▸ Short task A
According to the passage on grimoires, which book by Trithemius seems to be the origin of the Theban Script?
▸ Short task B
For each statement, say whether the passage on grimoires supports it, answering yes or no and quoting the words that decide it: (i) Peter de Abano was convicted by the Inquisition as a magician. (ii) Dee drew on the Steganographia in creating the Enochian system. (iii) The Heptameron was first published in 1554.
▸ Short task C
Continue the passage on grimoires, starting after its final sentence.

Next is the Heptameron (’Seven Days’) of Peter de Abano, a manual of planetary magick with the planetary archangels. This book was first published in 1496, and then also published with Agrippa’s Fourth Book of Occult Philosophy as an appendix in 1554, and in Latin in 1600, being subsequently translated into English by Robert Turner in his 1655 edition of the Fourth Book. The disparity between the publication date and the earlier lifetime of Peter de Abano has been held up as a reason for it not being his work, and it has been suggested he was not a magician. However, not only were magickal books often published posthumously, but de Abano was twice tried by the Inquisition as a magician (unsuccessfully) and also mentioned grimoires in his 1310 work Lucidator. There is also good evidence to support the attribution of the Italian scholar Peter de Abano (1250-1316) as the author of the Heptameron.[1] The conjurations in this book are extremely important, having influenced the Key of Solomon and the Lemegeton. Included in its contents are the creation of the magick circle, the consecrations of salt, water and incense, and planetary hours. This is all material which would be repeated and adapted throughout the subsequent grimoires.
The works of the German Abbot Johannes Trithemius (1462-1516) have also played a significant part in influencing both the subsequent magick of the grimoires and also the Wiccan tradition. Trithemius wrote the Steganographia, which contributed directly to the Lemegeton as the sub-books of the Theurgia-Goetia and the Ars Paulina. Dee also used a copy of the Steganographia as part of the inspiration for the Enochian system. Trithemius’ work The art of drawing spirits into crystals contains the magick circle used by Alex Sanders, and also has reference to the use of the wand in conjuring the magick circle, and words spoken during this conjuration. One of his other books, Polygraphia, seems to be the origin of the Theban Script.

▸ Entries provided
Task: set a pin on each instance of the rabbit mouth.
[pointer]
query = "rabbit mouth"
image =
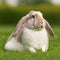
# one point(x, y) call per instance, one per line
point(35, 27)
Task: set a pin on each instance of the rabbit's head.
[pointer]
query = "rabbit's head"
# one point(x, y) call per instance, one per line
point(37, 22)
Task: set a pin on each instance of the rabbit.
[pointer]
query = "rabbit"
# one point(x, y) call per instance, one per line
point(30, 33)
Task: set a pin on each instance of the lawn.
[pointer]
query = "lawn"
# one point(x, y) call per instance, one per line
point(52, 54)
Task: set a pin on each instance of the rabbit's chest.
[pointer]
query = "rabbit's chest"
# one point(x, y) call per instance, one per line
point(34, 38)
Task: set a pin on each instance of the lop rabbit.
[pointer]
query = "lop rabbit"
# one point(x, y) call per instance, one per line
point(30, 33)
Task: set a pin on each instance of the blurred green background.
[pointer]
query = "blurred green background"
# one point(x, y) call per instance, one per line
point(11, 11)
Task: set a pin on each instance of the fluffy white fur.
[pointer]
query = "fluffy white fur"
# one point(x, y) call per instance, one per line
point(13, 45)
point(31, 40)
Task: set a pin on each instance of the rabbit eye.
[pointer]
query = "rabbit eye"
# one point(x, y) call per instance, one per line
point(33, 16)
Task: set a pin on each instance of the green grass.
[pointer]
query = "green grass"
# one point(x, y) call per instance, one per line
point(52, 54)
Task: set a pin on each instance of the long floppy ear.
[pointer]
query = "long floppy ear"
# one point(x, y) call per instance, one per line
point(19, 28)
point(49, 29)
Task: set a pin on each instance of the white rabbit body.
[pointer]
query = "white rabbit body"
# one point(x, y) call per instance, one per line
point(26, 37)
point(35, 39)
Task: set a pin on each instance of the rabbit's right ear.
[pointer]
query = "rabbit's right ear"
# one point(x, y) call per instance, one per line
point(19, 28)
point(49, 29)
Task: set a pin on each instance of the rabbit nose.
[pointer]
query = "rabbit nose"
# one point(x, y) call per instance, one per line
point(41, 26)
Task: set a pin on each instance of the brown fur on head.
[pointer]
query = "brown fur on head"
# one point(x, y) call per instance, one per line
point(32, 20)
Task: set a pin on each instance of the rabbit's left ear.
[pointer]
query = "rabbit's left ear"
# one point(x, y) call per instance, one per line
point(49, 29)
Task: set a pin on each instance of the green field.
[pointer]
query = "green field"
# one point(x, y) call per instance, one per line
point(52, 54)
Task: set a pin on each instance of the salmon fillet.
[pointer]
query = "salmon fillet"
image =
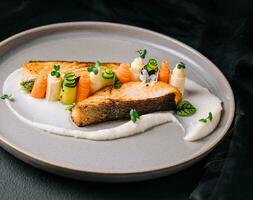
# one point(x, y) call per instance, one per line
point(32, 69)
point(111, 104)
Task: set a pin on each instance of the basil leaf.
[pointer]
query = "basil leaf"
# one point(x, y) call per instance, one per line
point(98, 63)
point(181, 65)
point(117, 84)
point(6, 96)
point(70, 107)
point(185, 109)
point(90, 68)
point(134, 115)
point(142, 53)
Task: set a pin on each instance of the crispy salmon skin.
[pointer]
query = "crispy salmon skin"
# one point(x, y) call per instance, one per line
point(111, 104)
point(32, 69)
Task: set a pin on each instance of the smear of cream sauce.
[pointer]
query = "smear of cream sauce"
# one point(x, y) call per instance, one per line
point(51, 116)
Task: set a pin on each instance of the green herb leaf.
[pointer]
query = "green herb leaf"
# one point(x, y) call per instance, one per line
point(55, 72)
point(152, 66)
point(108, 73)
point(185, 109)
point(70, 107)
point(27, 86)
point(95, 69)
point(90, 68)
point(142, 53)
point(180, 65)
point(57, 67)
point(117, 84)
point(6, 96)
point(98, 63)
point(210, 118)
point(134, 115)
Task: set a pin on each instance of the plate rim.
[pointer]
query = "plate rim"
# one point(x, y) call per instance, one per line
point(36, 161)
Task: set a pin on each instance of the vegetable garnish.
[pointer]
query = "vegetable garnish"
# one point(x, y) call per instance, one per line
point(134, 115)
point(180, 65)
point(117, 84)
point(70, 107)
point(6, 96)
point(95, 68)
point(70, 80)
point(185, 109)
point(27, 86)
point(151, 67)
point(108, 74)
point(210, 118)
point(142, 53)
point(55, 72)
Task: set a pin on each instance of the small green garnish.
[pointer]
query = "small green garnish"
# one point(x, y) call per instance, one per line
point(152, 66)
point(108, 73)
point(185, 109)
point(27, 86)
point(55, 72)
point(210, 118)
point(180, 65)
point(117, 84)
point(70, 80)
point(142, 53)
point(95, 68)
point(6, 96)
point(134, 115)
point(70, 107)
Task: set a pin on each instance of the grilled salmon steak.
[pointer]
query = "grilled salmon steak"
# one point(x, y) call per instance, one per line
point(110, 103)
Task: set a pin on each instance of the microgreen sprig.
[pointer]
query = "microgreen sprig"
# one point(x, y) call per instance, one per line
point(142, 53)
point(70, 107)
point(180, 65)
point(95, 69)
point(117, 84)
point(55, 72)
point(210, 118)
point(6, 97)
point(134, 115)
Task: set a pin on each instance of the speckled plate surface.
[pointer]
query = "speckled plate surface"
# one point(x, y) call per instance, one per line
point(157, 152)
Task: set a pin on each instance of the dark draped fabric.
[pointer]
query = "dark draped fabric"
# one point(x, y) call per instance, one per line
point(222, 30)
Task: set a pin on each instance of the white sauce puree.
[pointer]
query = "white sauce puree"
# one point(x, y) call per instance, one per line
point(51, 116)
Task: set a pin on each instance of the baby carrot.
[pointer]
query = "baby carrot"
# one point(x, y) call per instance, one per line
point(164, 73)
point(83, 87)
point(123, 73)
point(40, 87)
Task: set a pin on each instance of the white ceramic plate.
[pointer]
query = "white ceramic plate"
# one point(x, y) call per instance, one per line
point(158, 152)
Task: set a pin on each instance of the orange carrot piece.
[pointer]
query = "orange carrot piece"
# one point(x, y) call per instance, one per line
point(83, 87)
point(164, 73)
point(123, 73)
point(40, 87)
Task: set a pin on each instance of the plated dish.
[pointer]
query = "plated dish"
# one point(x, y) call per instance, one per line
point(95, 92)
point(158, 151)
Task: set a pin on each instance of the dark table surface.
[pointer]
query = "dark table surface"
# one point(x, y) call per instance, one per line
point(221, 30)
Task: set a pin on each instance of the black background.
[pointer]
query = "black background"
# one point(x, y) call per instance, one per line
point(222, 30)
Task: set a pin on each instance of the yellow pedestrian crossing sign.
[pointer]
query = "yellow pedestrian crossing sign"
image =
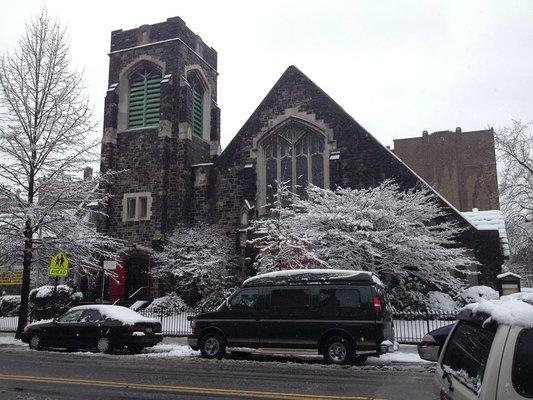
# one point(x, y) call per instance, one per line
point(58, 265)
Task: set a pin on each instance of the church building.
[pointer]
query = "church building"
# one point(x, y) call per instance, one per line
point(162, 130)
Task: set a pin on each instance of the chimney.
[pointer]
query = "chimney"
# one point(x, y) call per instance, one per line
point(88, 174)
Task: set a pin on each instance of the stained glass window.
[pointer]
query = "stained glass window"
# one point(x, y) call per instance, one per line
point(144, 99)
point(294, 155)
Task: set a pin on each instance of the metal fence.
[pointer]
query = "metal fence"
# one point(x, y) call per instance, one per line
point(408, 327)
point(8, 324)
point(411, 327)
point(173, 323)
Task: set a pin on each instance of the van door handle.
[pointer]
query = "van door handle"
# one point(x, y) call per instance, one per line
point(446, 375)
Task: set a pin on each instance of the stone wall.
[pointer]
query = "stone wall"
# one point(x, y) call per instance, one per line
point(460, 165)
point(156, 160)
point(358, 160)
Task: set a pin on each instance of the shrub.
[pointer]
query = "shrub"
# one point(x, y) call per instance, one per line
point(9, 306)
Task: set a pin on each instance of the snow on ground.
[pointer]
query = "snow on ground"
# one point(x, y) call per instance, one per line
point(514, 309)
point(397, 357)
point(11, 341)
point(169, 350)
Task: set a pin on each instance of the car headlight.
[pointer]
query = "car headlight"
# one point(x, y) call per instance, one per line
point(428, 339)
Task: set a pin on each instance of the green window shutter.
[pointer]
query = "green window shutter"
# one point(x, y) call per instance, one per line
point(144, 100)
point(197, 110)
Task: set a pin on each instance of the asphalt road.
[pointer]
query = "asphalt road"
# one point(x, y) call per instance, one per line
point(31, 375)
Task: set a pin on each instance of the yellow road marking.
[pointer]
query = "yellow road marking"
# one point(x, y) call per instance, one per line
point(178, 389)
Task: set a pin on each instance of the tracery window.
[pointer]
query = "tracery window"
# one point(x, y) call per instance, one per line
point(197, 106)
point(295, 155)
point(144, 99)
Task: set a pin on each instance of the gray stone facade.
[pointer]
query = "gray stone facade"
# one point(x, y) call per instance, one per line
point(189, 181)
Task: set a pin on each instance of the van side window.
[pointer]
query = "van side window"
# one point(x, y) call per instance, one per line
point(339, 298)
point(245, 300)
point(467, 353)
point(292, 300)
point(523, 364)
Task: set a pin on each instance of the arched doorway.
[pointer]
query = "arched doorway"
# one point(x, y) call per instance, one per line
point(137, 266)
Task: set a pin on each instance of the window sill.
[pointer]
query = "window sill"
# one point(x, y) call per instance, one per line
point(136, 220)
point(141, 128)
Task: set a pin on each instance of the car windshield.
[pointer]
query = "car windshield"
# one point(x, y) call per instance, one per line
point(70, 316)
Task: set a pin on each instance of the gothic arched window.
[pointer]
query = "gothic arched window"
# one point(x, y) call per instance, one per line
point(196, 119)
point(294, 154)
point(144, 98)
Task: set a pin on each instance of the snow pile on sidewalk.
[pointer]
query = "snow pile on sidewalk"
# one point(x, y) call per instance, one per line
point(514, 309)
point(169, 350)
point(475, 294)
point(442, 303)
point(396, 357)
point(9, 340)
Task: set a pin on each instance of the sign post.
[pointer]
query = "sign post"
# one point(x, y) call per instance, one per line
point(59, 265)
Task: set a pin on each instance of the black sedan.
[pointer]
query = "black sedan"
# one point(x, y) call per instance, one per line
point(430, 346)
point(104, 327)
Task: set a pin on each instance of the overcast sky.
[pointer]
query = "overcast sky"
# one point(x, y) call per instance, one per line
point(398, 67)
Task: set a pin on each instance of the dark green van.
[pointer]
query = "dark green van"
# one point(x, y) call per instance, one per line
point(341, 313)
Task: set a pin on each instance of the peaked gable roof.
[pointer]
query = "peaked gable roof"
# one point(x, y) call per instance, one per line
point(294, 84)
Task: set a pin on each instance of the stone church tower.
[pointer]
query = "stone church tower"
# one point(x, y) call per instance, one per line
point(161, 126)
point(161, 135)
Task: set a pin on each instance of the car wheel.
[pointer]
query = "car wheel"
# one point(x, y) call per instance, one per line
point(103, 345)
point(213, 346)
point(338, 350)
point(135, 349)
point(36, 342)
point(360, 360)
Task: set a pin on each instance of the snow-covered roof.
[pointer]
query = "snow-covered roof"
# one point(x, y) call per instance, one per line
point(514, 309)
point(118, 313)
point(490, 220)
point(505, 274)
point(310, 275)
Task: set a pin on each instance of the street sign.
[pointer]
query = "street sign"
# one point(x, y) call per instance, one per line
point(11, 278)
point(58, 265)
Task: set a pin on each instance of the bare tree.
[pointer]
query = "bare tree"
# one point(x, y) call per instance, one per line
point(405, 237)
point(45, 127)
point(515, 154)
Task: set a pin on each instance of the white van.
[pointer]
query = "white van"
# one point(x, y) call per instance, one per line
point(489, 353)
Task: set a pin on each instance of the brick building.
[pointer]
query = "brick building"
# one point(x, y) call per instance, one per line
point(461, 166)
point(162, 128)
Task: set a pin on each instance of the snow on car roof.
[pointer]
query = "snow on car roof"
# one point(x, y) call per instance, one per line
point(490, 220)
point(299, 275)
point(505, 274)
point(514, 309)
point(118, 313)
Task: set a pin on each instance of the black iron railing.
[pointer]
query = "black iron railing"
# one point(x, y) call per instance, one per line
point(408, 327)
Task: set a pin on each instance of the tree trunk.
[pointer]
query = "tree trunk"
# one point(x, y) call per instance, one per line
point(25, 290)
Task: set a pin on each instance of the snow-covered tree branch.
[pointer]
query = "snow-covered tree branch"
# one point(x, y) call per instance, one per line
point(404, 237)
point(45, 142)
point(194, 262)
point(514, 145)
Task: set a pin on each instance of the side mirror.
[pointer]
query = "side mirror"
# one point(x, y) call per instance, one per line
point(429, 352)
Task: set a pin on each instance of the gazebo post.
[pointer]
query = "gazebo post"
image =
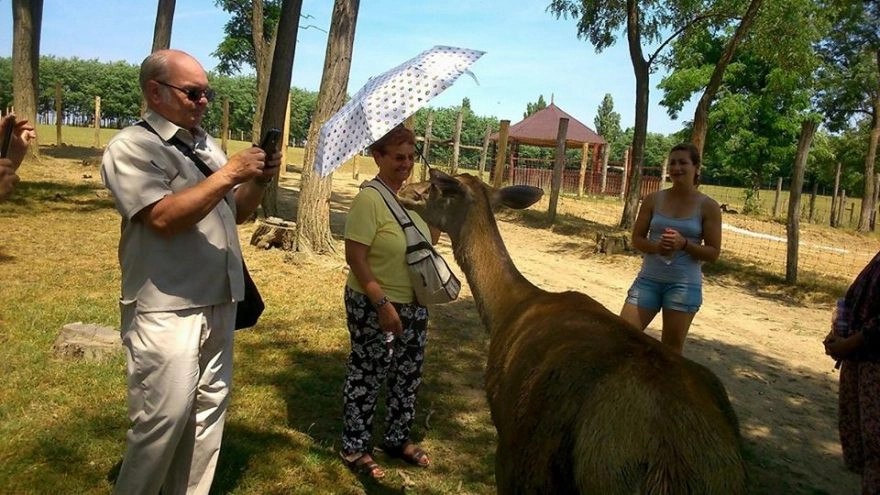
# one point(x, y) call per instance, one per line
point(584, 150)
point(501, 154)
point(606, 152)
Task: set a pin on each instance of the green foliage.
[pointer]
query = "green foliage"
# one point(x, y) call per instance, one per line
point(848, 78)
point(473, 130)
point(607, 123)
point(601, 21)
point(117, 85)
point(751, 202)
point(535, 107)
point(236, 50)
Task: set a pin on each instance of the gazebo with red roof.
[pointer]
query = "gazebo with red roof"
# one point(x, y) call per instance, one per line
point(541, 128)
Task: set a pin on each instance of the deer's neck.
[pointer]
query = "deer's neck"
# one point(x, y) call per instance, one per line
point(498, 287)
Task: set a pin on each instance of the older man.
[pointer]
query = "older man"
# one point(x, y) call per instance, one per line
point(181, 275)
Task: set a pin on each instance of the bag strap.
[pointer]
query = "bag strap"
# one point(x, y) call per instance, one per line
point(400, 214)
point(183, 148)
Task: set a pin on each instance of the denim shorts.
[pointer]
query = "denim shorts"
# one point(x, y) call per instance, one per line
point(677, 296)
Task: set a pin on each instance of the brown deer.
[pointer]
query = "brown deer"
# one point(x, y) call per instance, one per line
point(583, 403)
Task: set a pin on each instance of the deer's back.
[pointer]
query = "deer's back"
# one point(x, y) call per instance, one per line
point(584, 402)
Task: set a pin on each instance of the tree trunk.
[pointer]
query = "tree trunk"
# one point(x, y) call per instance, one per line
point(263, 55)
point(313, 214)
point(278, 92)
point(701, 114)
point(868, 193)
point(640, 68)
point(164, 21)
point(808, 128)
point(27, 20)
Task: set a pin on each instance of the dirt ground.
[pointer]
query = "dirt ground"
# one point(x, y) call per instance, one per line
point(767, 352)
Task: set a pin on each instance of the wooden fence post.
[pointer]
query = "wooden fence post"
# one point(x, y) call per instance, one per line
point(98, 122)
point(456, 140)
point(778, 196)
point(583, 171)
point(285, 141)
point(876, 200)
point(833, 219)
point(59, 116)
point(224, 133)
point(501, 155)
point(485, 150)
point(427, 147)
point(808, 128)
point(606, 152)
point(813, 194)
point(558, 167)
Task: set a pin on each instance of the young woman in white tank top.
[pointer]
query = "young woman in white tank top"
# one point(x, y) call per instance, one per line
point(670, 278)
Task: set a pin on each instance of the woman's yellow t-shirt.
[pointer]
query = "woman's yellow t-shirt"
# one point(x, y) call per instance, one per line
point(370, 222)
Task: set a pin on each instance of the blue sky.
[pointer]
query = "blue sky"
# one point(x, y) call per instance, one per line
point(528, 51)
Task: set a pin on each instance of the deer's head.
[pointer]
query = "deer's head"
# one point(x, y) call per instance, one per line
point(445, 201)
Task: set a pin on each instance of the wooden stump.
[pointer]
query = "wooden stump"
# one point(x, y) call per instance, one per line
point(274, 232)
point(86, 341)
point(612, 243)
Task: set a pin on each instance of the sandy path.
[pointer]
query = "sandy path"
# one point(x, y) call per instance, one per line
point(767, 353)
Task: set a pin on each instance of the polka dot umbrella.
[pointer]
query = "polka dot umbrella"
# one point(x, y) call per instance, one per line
point(387, 100)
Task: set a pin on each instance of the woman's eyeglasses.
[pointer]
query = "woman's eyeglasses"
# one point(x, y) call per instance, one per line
point(193, 95)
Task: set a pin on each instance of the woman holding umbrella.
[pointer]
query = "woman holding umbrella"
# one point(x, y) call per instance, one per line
point(387, 326)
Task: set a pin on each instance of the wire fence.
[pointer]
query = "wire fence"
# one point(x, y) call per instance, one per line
point(760, 240)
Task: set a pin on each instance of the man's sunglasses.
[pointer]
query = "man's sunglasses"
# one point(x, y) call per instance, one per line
point(193, 95)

▸ Final result A
Polygraphia

▸ Final result B
(i) No: "de Abano was twice tried by the Inquisition as a magician (unsuccessfully)"
(ii) Yes: "Dee also used a copy of the Steganographia as part of the inspiration for the Enochian system."
(iii) No: "This book was first published in 1496"

▸ Final result C
Trithemius was thus not only a significant magickal scholar, whose influence can be seen not only in the work he produced, but also in his students whose work would find its way into later magickal traditions, namely Henry Cornelius Agrippa (1486-1533) and Paracelsus (1493-1541). Although Trithemius himself was very anti-witchcraft, as can be seen by his statement in Liber Octo Quaestionem, this did not prevent the use of his works subsequently in witchcraft. His antipathy towards witches and support of the church line was clear when he declared:
“Witches are very pernicious; they make pacts with demons and by solemn profession of faith, become vassals of the demons, whom they worship everlastingly. They must not be tolerated, but rather terminated wherever found.”[2]
Henry Cornelius Agrippa (1486-1535) was a student of Trithemius whose work was a foundation stone of modern magick. His three volume Three Books of Occult Philosophy were distributed privately as manuscripts around 1510, and then printed in 1531. This work is a huge collection of material from natural magick to Qabalah and sigilisation. The other classic work of Agrippa’s is his Fourth Book of Occult Philosophy. This book, of six parts, was only partially written by Agrippa, who wrote the first two sections, Of Geomancy, and Of Occult Philosophy, or Magickal Ceremonies. The latter contains significant material on creating the magick circle, the Liber Spirituum, consecrations and invocations. The remainder of the book includes the Heptameron of Peter de Abano (discussed previously), and the Arbatel of Magick (covering Olympic Spirits). Agrippa also wrote one of the first books which could be considered feminist and was ahead of its time, in his 1529 work, Female Pre-eminence: or the Dignity and Excellency of that sex, above the Male.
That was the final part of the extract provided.